Work order: What you give back must match the data character for character.

Stored items
- - - - -
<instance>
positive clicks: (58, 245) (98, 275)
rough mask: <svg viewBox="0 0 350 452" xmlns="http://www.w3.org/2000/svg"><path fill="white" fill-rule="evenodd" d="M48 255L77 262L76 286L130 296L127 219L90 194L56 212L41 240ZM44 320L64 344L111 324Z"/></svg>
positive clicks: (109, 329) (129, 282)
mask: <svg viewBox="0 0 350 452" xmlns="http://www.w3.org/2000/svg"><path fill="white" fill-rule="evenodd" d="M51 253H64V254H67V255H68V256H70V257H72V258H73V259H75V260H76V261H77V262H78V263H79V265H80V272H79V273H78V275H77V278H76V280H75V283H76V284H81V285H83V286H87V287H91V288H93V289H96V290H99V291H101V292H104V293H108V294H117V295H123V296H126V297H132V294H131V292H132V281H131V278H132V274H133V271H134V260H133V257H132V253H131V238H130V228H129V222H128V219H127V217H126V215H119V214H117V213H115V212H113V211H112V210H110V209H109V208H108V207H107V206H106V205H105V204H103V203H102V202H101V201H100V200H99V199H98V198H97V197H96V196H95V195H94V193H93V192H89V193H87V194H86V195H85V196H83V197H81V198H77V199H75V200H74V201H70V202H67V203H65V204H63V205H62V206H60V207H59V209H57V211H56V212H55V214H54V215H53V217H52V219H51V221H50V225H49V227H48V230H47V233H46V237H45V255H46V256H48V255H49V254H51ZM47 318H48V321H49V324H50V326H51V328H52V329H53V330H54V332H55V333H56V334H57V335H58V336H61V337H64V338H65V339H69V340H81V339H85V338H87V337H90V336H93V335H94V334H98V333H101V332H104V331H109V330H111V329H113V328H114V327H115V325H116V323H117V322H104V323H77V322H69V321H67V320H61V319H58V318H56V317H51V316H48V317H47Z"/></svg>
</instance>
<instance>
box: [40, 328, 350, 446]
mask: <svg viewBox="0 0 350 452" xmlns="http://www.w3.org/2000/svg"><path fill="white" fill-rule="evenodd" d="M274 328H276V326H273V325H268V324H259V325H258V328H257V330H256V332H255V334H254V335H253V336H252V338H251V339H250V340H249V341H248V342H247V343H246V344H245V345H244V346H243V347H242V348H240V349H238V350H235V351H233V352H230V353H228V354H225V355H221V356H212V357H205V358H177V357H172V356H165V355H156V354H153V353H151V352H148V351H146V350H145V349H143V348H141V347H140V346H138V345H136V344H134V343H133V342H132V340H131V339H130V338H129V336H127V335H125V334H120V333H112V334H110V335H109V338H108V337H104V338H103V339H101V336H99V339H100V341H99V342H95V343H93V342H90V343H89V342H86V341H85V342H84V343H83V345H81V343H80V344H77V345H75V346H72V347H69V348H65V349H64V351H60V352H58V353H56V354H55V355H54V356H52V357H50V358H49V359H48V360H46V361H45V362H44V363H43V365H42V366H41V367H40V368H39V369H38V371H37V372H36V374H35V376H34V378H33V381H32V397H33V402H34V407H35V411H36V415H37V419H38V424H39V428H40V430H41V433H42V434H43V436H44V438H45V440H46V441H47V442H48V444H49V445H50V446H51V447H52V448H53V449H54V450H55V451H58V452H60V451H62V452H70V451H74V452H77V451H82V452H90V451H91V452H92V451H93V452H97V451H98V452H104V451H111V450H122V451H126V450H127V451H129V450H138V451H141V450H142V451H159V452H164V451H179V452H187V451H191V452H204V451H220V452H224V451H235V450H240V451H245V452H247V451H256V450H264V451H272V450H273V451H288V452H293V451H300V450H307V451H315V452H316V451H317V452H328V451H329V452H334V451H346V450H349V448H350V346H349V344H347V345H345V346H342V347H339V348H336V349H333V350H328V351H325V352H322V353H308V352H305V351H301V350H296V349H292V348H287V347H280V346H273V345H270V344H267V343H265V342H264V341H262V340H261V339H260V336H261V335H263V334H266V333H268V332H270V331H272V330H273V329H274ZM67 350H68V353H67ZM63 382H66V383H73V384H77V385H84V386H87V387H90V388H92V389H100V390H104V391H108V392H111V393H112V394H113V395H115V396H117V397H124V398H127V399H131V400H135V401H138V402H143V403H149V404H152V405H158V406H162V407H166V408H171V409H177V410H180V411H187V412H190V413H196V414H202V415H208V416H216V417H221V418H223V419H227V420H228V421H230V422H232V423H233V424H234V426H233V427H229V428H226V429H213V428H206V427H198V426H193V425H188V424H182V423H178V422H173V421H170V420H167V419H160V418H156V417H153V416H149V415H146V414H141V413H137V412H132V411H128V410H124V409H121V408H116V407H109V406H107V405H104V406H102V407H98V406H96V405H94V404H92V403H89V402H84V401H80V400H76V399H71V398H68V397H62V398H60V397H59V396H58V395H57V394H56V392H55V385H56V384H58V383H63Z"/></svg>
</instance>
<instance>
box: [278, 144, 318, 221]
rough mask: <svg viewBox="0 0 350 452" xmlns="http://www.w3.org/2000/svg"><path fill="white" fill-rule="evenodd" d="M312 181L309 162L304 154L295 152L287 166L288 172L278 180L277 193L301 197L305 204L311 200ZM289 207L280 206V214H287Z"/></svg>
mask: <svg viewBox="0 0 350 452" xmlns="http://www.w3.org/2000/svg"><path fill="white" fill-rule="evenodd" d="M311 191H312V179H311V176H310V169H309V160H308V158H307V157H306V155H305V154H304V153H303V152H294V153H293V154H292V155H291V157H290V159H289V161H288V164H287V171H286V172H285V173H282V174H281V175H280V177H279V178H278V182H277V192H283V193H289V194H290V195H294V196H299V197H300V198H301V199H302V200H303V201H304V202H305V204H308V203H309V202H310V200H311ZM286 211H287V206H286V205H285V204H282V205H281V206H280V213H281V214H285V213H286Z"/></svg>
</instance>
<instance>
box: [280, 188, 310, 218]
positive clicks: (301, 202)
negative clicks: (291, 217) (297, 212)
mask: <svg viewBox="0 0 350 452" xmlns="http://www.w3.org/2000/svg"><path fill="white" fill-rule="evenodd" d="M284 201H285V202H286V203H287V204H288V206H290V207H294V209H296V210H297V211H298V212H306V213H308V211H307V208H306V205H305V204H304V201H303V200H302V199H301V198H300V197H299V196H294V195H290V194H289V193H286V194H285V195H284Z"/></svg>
- - - - -
Task result:
<instance>
positive clicks: (58, 245) (98, 275)
rough mask: <svg viewBox="0 0 350 452" xmlns="http://www.w3.org/2000/svg"><path fill="white" fill-rule="evenodd" d="M48 255L77 262L76 286L130 296L127 219L90 194L56 212L41 240ZM44 320L64 344L111 324Z"/></svg>
positive clicks: (109, 329) (129, 282)
mask: <svg viewBox="0 0 350 452" xmlns="http://www.w3.org/2000/svg"><path fill="white" fill-rule="evenodd" d="M51 253H64V254H67V255H68V256H70V257H72V258H73V259H75V260H76V261H77V262H78V263H79V265H80V272H79V273H78V275H77V278H76V280H75V283H76V284H81V285H83V286H87V287H91V288H93V289H96V290H99V291H101V292H104V293H108V294H117V295H123V296H126V297H132V294H131V292H132V281H131V278H132V274H133V271H134V260H133V257H132V253H131V238H130V228H129V222H128V219H127V217H126V215H119V214H117V213H115V212H113V211H112V210H110V209H109V208H108V207H107V206H106V205H105V204H103V203H102V202H101V201H100V200H99V199H98V198H97V197H96V196H95V195H94V193H93V192H89V193H87V194H86V195H85V196H83V197H81V198H77V199H75V200H74V201H70V202H67V203H65V204H63V205H62V206H60V207H59V209H57V211H56V212H55V214H54V215H53V217H52V219H51V221H50V225H49V227H48V230H47V233H46V237H45V255H46V256H48V255H49V254H51ZM47 318H48V321H49V324H50V326H51V328H52V329H53V330H54V332H55V333H56V334H57V335H58V336H61V337H64V338H65V339H69V340H81V339H85V338H87V337H90V336H93V335H94V334H98V333H101V332H104V331H109V330H111V329H113V328H114V327H115V325H116V323H117V322H104V323H77V322H69V321H67V320H61V319H58V318H56V317H51V316H48V317H47Z"/></svg>
</instance>
<instance>
box: [40, 328, 350, 446]
mask: <svg viewBox="0 0 350 452" xmlns="http://www.w3.org/2000/svg"><path fill="white" fill-rule="evenodd" d="M274 328H276V326H273V325H268V324H259V325H258V328H257V330H256V332H255V334H254V335H253V336H252V338H251V339H250V340H249V341H248V342H247V343H246V344H245V345H244V346H243V347H242V348H240V349H238V350H235V351H233V352H230V353H228V354H225V355H221V356H212V357H205V358H177V357H172V356H165V355H156V354H153V353H151V352H148V351H146V350H145V349H143V348H141V347H140V346H138V345H136V344H134V343H133V342H132V340H131V339H130V338H129V336H127V335H125V334H120V333H112V334H110V335H109V338H108V337H104V338H103V339H101V336H99V339H100V341H99V342H95V343H93V342H90V343H89V342H86V341H85V342H84V343H83V345H81V343H80V344H77V345H75V346H72V347H69V348H65V349H64V351H60V352H58V353H56V354H55V355H54V356H52V357H50V358H49V359H48V360H46V361H45V362H44V363H43V365H42V366H41V367H40V368H39V369H38V371H37V372H36V374H35V376H34V378H33V381H32V397H33V402H34V407H35V411H36V415H37V419H38V424H39V428H40V430H41V433H42V434H43V436H44V438H45V440H46V441H47V442H48V444H49V445H50V446H51V447H52V448H53V449H54V450H55V451H58V452H60V451H62V452H70V451H74V452H77V451H82V452H90V451H91V452H92V451H93V452H97V451H98V452H104V451H111V450H122V451H126V450H127V451H129V450H138V451H141V450H142V451H159V452H164V451H179V452H187V451H191V452H204V451H220V452H224V451H235V450H240V451H245V452H247V451H256V450H264V451H272V450H273V451H288V452H293V451H300V450H307V451H315V452H316V451H317V452H328V451H329V452H334V451H346V450H349V448H350V346H349V344H347V345H345V346H342V347H339V348H336V349H333V350H328V351H325V352H322V353H308V352H305V351H301V350H296V349H292V348H287V347H280V346H273V345H270V344H267V343H265V342H264V341H262V340H261V339H260V336H261V335H263V334H266V333H268V332H270V331H272V330H273V329H274ZM67 350H68V353H67ZM63 382H66V383H73V384H77V385H84V386H87V387H90V388H92V389H100V390H104V391H108V392H111V393H112V394H113V395H115V396H117V397H124V398H127V399H131V400H135V401H138V402H143V403H149V404H152V405H158V406H162V407H166V408H171V409H177V410H180V411H187V412H190V413H196V414H202V415H208V416H216V417H221V418H223V419H227V420H228V421H230V422H232V423H233V424H234V426H233V427H229V428H226V429H213V428H206V427H198V426H193V425H188V424H182V423H178V422H173V421H170V420H167V419H160V418H156V417H153V416H149V415H146V414H141V413H137V412H132V411H128V410H124V409H121V408H116V407H109V406H107V405H104V406H102V407H98V406H96V405H94V404H92V403H89V402H84V401H80V400H76V399H71V398H68V397H62V398H60V397H59V396H58V395H57V394H56V392H55V385H56V384H58V383H63Z"/></svg>
</instance>
<instance>
box: [278, 144, 318, 221]
rough mask: <svg viewBox="0 0 350 452" xmlns="http://www.w3.org/2000/svg"><path fill="white" fill-rule="evenodd" d="M312 181L309 162L304 154L295 152L287 166L288 172L278 180L277 193L301 197L305 204L311 200ZM289 207L280 206V214H287Z"/></svg>
mask: <svg viewBox="0 0 350 452" xmlns="http://www.w3.org/2000/svg"><path fill="white" fill-rule="evenodd" d="M311 191H312V179H311V176H310V169H309V160H308V158H307V157H306V155H305V154H304V153H303V152H294V153H293V154H292V155H291V157H290V159H289V161H288V164H287V171H286V172H285V173H282V174H281V175H280V177H279V178H278V182H277V192H283V193H289V194H290V195H294V196H299V197H300V198H301V199H302V200H303V201H304V202H305V204H308V203H309V202H310V200H311ZM286 211H287V206H286V205H285V204H282V205H281V206H280V213H281V214H285V213H286Z"/></svg>
</instance>
<instance>
box: [280, 188, 310, 218]
positive clicks: (301, 202)
negative clicks: (291, 217) (297, 212)
mask: <svg viewBox="0 0 350 452" xmlns="http://www.w3.org/2000/svg"><path fill="white" fill-rule="evenodd" d="M284 201H285V202H286V203H287V204H288V206H290V207H294V209H296V210H297V211H298V212H306V213H308V211H307V208H306V205H305V204H304V201H303V200H302V199H301V198H300V197H299V196H294V195H290V194H289V193H286V194H285V195H284Z"/></svg>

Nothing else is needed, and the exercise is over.